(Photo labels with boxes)

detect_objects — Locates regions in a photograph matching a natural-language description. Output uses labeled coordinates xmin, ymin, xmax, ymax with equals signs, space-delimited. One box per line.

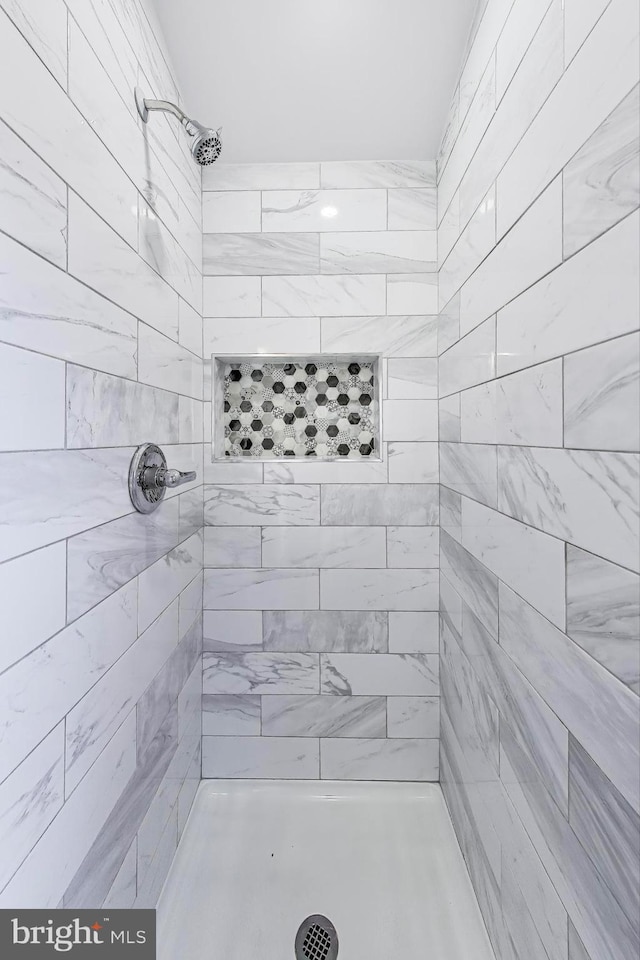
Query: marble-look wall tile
xmin=67 ymin=492 xmax=180 ymax=619
xmin=0 ymin=236 xmax=136 ymax=378
xmin=204 ymin=484 xmax=320 ymax=527
xmin=387 ymin=272 xmax=438 ymax=316
xmin=461 ymin=497 xmax=566 ymax=630
xmin=318 ymin=230 xmax=437 ymax=274
xmin=320 ymin=739 xmax=438 ymax=781
xmin=567 ymin=544 xmax=640 ymax=694
xmin=262 ymin=696 xmax=387 ymax=737
xmin=389 ymin=610 xmax=438 ymax=653
xmin=321 ymin=316 xmax=438 ymax=357
xmin=204 ymin=316 xmax=321 ymax=355
xmin=65 ymin=600 xmax=178 ymax=796
xmin=440 ymin=443 xmax=498 ymax=507
xmin=204 ymin=567 xmax=319 ymax=610
xmin=500 ymin=585 xmax=640 ymax=811
xmin=320 ymin=569 xmax=438 ymax=610
xmin=439 ymin=317 xmax=496 ymax=397
xmin=564 ymin=334 xmax=640 ymax=450
xmin=69 ymin=193 xmax=178 ymax=338
xmin=262 ymin=610 xmax=388 ymax=653
xmin=498 ymin=208 xmax=640 ymax=375
xmin=262 ymin=190 xmax=387 ymax=232
xmin=201 ymin=612 xmax=262 ymax=653
xmin=66 ymin=364 xmax=179 ymax=448
xmin=569 ymin=737 xmax=640 ymax=934
xmin=202 ymin=190 xmax=261 ymax=233
xmin=388 ymin=697 xmax=440 ymax=740
xmin=321 ymin=483 xmax=438 ymax=526
xmin=320 ymin=653 xmax=439 ymax=697
xmin=0 ymin=728 xmax=64 ymax=888
xmin=388 ymin=187 xmax=437 ymax=230
xmin=202 ymin=694 xmax=261 ymax=737
xmin=0 ymin=121 xmax=67 ymax=269
xmin=202 ymin=163 xmax=320 ymax=191
xmin=498 ymin=447 xmax=639 ymax=570
xmin=563 ymin=86 xmax=640 ymax=257
xmin=320 ymin=160 xmax=436 ymax=189
xmin=204 ymin=527 xmax=262 ymax=567
xmin=387 ymin=526 xmax=439 ymax=569
xmin=387 ymin=357 xmax=438 ymax=400
xmin=202 ymin=233 xmax=318 ymax=277
xmin=262 ymin=526 xmax=384 ymax=568
xmin=387 ymin=441 xmax=440 ymax=484
xmin=262 ymin=274 xmax=384 ymax=317
xmin=0 ymin=344 xmax=65 ymax=451
xmin=0 ymin=711 xmax=136 ymax=909
xmin=202 ymin=737 xmax=320 ymax=780
xmin=202 ymin=277 xmax=262 ymax=317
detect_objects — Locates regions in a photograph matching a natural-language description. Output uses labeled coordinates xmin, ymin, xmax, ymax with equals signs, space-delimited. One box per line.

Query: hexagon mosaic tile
xmin=221 ymin=357 xmax=380 ymax=460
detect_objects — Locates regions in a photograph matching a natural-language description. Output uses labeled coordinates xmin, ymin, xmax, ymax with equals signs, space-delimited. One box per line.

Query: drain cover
xmin=296 ymin=914 xmax=338 ymax=960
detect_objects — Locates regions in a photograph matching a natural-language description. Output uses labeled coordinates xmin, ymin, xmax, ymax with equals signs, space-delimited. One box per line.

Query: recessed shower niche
xmin=212 ymin=354 xmax=382 ymax=460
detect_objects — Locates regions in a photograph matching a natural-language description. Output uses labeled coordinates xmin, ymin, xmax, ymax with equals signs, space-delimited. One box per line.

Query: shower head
xmin=134 ymin=87 xmax=222 ymax=167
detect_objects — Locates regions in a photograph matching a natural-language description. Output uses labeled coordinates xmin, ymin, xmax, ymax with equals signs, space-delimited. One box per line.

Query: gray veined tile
xmin=262 ymin=696 xmax=387 ymax=737
xmin=318 ymin=230 xmax=437 ymax=274
xmin=321 ymin=316 xmax=438 ymax=357
xmin=67 ymin=497 xmax=181 ymax=619
xmin=0 ymin=448 xmax=133 ymax=560
xmin=320 ymin=653 xmax=439 ymax=697
xmin=204 ymin=568 xmax=319 ymax=610
xmin=388 ymin=187 xmax=438 ymax=230
xmin=0 ymin=728 xmax=64 ymax=887
xmin=202 ymin=737 xmax=320 ymax=780
xmin=320 ymin=739 xmax=438 ymax=781
xmin=0 ymin=122 xmax=67 ymax=269
xmin=564 ymin=333 xmax=640 ymax=451
xmin=320 ymin=568 xmax=438 ymax=610
xmin=500 ymin=584 xmax=640 ymax=811
xmin=322 ymin=483 xmax=438 ymax=526
xmin=0 ymin=236 xmax=137 ymax=378
xmin=203 ymin=232 xmax=320 ymax=277
xmin=563 ymin=85 xmax=640 ymax=257
xmin=569 ymin=737 xmax=640 ymax=937
xmin=262 ymin=190 xmax=387 ymax=232
xmin=262 ymin=610 xmax=388 ymax=653
xmin=262 ymin=526 xmax=384 ymax=568
xmin=567 ymin=544 xmax=640 ymax=694
xmin=440 ymin=443 xmax=498 ymax=507
xmin=202 ymin=693 xmax=261 ymax=737
xmin=67 ymin=364 xmax=179 ymax=448
xmin=384 ymin=697 xmax=440 ymax=740
xmin=498 ymin=447 xmax=640 ymax=570
xmin=204 ymin=484 xmax=320 ymax=527
xmin=203 ymin=653 xmax=320 ymax=694
xmin=440 ymin=530 xmax=498 ymax=637
xmin=200 ymin=612 xmax=262 ymax=653
xmin=320 ymin=160 xmax=436 ymax=189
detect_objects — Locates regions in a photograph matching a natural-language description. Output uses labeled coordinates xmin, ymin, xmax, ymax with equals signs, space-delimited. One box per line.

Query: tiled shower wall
xmin=0 ymin=0 xmax=202 ymax=907
xmin=438 ymin=0 xmax=640 ymax=960
xmin=203 ymin=163 xmax=439 ymax=780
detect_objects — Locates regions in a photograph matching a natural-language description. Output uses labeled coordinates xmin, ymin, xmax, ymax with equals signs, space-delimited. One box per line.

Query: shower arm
xmin=140 ymin=98 xmax=199 ymax=137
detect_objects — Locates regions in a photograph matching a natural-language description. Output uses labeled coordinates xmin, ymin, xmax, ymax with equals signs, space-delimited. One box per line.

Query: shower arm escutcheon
xmin=129 ymin=443 xmax=197 ymax=513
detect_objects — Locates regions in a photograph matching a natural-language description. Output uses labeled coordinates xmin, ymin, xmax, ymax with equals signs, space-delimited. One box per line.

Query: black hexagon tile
xmin=220 ymin=357 xmax=380 ymax=460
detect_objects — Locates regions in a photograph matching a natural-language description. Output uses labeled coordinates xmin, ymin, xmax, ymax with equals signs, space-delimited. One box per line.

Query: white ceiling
xmin=153 ymin=0 xmax=476 ymax=163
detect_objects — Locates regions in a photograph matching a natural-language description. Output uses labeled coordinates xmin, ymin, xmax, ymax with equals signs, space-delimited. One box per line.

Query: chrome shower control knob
xmin=129 ymin=443 xmax=197 ymax=513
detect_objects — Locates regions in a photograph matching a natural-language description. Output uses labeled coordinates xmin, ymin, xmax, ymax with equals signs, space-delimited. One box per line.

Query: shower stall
xmin=0 ymin=0 xmax=640 ymax=960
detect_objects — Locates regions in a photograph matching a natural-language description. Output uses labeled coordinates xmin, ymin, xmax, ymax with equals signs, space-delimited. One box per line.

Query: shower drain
xmin=296 ymin=914 xmax=338 ymax=960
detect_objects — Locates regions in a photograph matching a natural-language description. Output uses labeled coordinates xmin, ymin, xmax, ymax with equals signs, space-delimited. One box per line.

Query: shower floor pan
xmin=158 ymin=780 xmax=493 ymax=960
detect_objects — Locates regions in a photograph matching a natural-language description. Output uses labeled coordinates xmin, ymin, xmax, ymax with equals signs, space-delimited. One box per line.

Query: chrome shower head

> [BRIEF]:
Reproduce the items from the beginning through the line containing "xmin=461 ymin=497 xmax=566 ymax=630", that line included. Omit the pictures from your output.

> [SOLVED PROBLEM]:
detect_objects — Locates regions in a photograph matching a natural-language description. Output uses labeled coordinates xmin, ymin, xmax, ymax with equals signs, space-delimited. One box per line.

Query: marble-look wall tile
xmin=67 ymin=492 xmax=180 ymax=619
xmin=0 ymin=236 xmax=136 ymax=378
xmin=204 ymin=484 xmax=320 ymax=527
xmin=387 ymin=272 xmax=438 ymax=316
xmin=461 ymin=497 xmax=566 ymax=630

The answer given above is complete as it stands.